## Record excerpts
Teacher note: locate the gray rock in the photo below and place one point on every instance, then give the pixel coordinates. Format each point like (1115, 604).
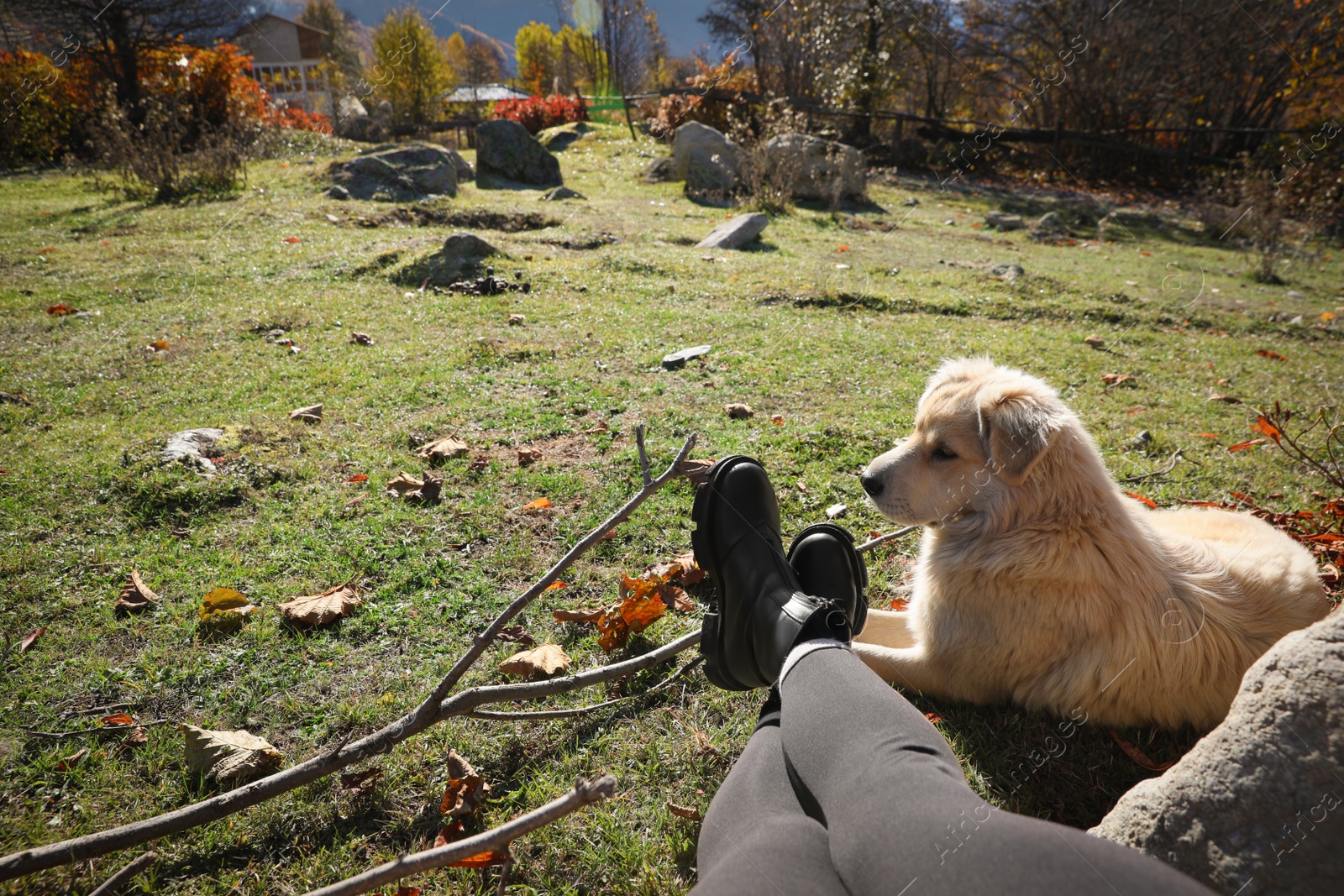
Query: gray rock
(188, 448)
(822, 170)
(506, 149)
(705, 159)
(562, 192)
(401, 170)
(1050, 228)
(464, 244)
(736, 233)
(679, 359)
(1005, 222)
(659, 170)
(1256, 806)
(561, 136)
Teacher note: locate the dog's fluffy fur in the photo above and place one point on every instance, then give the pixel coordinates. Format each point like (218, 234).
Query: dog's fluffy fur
(1039, 582)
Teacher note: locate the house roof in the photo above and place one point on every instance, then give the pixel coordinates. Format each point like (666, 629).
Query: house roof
(289, 22)
(484, 93)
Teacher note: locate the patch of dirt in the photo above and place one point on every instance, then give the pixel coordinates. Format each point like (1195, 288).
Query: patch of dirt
(591, 241)
(477, 217)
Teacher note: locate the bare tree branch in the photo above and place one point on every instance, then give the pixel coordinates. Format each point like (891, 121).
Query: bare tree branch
(436, 707)
(584, 793)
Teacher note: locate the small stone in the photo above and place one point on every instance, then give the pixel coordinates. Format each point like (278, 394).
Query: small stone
(679, 359)
(736, 233)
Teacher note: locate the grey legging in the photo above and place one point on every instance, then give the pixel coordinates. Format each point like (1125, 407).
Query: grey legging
(853, 792)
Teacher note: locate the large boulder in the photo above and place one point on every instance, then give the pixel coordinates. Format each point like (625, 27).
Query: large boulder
(504, 149)
(705, 159)
(401, 170)
(822, 170)
(1258, 805)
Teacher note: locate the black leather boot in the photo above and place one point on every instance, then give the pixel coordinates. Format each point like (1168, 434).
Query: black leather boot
(827, 564)
(763, 609)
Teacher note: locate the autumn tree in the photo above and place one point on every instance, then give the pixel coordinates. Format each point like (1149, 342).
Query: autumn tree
(410, 67)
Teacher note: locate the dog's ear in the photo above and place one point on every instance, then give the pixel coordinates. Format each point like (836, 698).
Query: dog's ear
(1016, 432)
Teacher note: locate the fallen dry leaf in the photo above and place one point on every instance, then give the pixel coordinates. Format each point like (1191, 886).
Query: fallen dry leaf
(134, 597)
(456, 832)
(1139, 755)
(320, 609)
(685, 812)
(444, 449)
(71, 761)
(29, 638)
(311, 414)
(225, 609)
(228, 755)
(696, 470)
(407, 488)
(467, 790)
(546, 660)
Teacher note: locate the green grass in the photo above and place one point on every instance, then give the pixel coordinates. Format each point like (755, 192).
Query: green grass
(842, 354)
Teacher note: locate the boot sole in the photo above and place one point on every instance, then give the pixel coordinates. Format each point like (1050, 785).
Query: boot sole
(855, 562)
(712, 627)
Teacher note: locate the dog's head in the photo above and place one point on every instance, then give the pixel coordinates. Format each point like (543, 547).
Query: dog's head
(980, 432)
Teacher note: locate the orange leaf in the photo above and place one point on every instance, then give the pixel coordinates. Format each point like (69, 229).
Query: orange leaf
(1152, 504)
(1263, 425)
(1139, 755)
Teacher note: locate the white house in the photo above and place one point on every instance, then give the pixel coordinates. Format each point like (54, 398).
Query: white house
(288, 60)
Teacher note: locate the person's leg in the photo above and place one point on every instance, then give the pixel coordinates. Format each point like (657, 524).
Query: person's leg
(756, 837)
(900, 817)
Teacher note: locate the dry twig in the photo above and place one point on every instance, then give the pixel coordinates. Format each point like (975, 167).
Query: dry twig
(584, 793)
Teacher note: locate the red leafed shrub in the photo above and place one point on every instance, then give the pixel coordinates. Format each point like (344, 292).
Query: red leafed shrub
(296, 118)
(537, 113)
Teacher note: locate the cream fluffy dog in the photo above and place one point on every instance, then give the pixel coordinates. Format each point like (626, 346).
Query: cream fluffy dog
(1039, 582)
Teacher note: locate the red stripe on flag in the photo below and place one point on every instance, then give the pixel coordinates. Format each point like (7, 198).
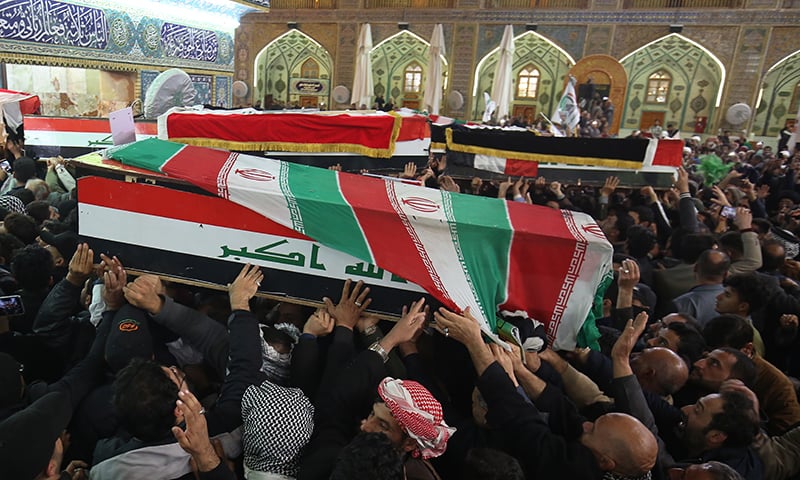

## Work required
Copy the entries above word for word, from the line containing "Teacher note: locate the white" down to the last line of the entries. Leave out the pictures.

## Complete answer
Teacher note: locate the white house in the photo above and place one point on every instance, then give the pixel coordinates. Format each point like (54, 398).
Query: white house
(288, 60)
Teacher note: locate the person's leg in the photo above and place one point on every instance, then give the pixel coordinates. Format each point like (657, 524).
Query: person's leg
(756, 837)
(900, 817)
Teacher note: locate the dry twig in the photo above and place one point on every instance, then give the pixel coordinates. Format each point like (975, 167).
Query: dry twig
(584, 793)
Teacher note: locate the red leafed shrub in the photo above and place one point on every instance, then give the pixel coordinates. Format each point like (344, 292).
Query: red leafed shrub
(296, 118)
(537, 113)
Teacher note: locate the cream fluffy dog in the photo above and place one point on every instance, then give the pixel coordinates. Format each point like (626, 346).
Query: cream fluffy dog
(1039, 582)
Teacher note: locate the red stripe on flag in the photo below and place one point on every instance, then give the pixel coordinates. Format each point like (7, 198).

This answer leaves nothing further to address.